(Data provided Opens)
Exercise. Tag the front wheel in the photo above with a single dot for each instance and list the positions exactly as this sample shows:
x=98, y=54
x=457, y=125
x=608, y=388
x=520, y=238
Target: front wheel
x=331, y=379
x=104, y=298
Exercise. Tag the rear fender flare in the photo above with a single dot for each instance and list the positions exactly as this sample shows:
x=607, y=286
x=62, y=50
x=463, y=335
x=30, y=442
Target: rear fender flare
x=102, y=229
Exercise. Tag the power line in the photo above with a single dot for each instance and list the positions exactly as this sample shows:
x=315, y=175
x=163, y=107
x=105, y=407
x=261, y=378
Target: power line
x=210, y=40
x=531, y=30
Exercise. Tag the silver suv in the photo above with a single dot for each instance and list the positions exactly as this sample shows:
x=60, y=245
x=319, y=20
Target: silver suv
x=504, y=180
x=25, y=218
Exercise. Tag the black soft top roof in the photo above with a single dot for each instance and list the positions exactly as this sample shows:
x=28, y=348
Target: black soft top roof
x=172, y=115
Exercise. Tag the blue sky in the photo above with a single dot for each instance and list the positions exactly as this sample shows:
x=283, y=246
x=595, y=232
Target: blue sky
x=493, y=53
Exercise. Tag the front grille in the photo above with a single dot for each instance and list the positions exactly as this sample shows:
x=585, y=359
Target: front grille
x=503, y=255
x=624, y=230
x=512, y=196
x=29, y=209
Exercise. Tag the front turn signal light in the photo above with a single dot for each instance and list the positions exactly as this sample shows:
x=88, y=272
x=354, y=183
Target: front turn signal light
(Data provided Closes)
Working through the records, find each line containing the word "above" and copy it.

_Result below_
Exercise. Tag the front wheel in the photo above with a single dot for each instance and list the positions exactly as this sample shows:
Exercise. Tag the rear fender flare in the photo above with a single dot for each instance and list the positions exactly as this sample shows:
Exercise. Tag the power line in the photo above with a single dot for each instance and list the positions exactly as this sample shows:
Exercise. Tag the silver suv in the photo above with a single dot for each instance and list the positions exactly as this sample shows:
Exercise. Tag the black soft top roof in the photo above with a single dot for each instance and list the positions exactly as this sample shows:
Exercise. Tag the blue sky in the photo above with a single dot for each instance and list the positions exactly as this sample shows:
Exercise. Tag the front grille in the photo above with a single dot for each instance and list the positions exactly as this sample shows:
Exercise. Tag the front turn signal light in the photo above with a single dot for each instance and list the positions exactly as this sample shows:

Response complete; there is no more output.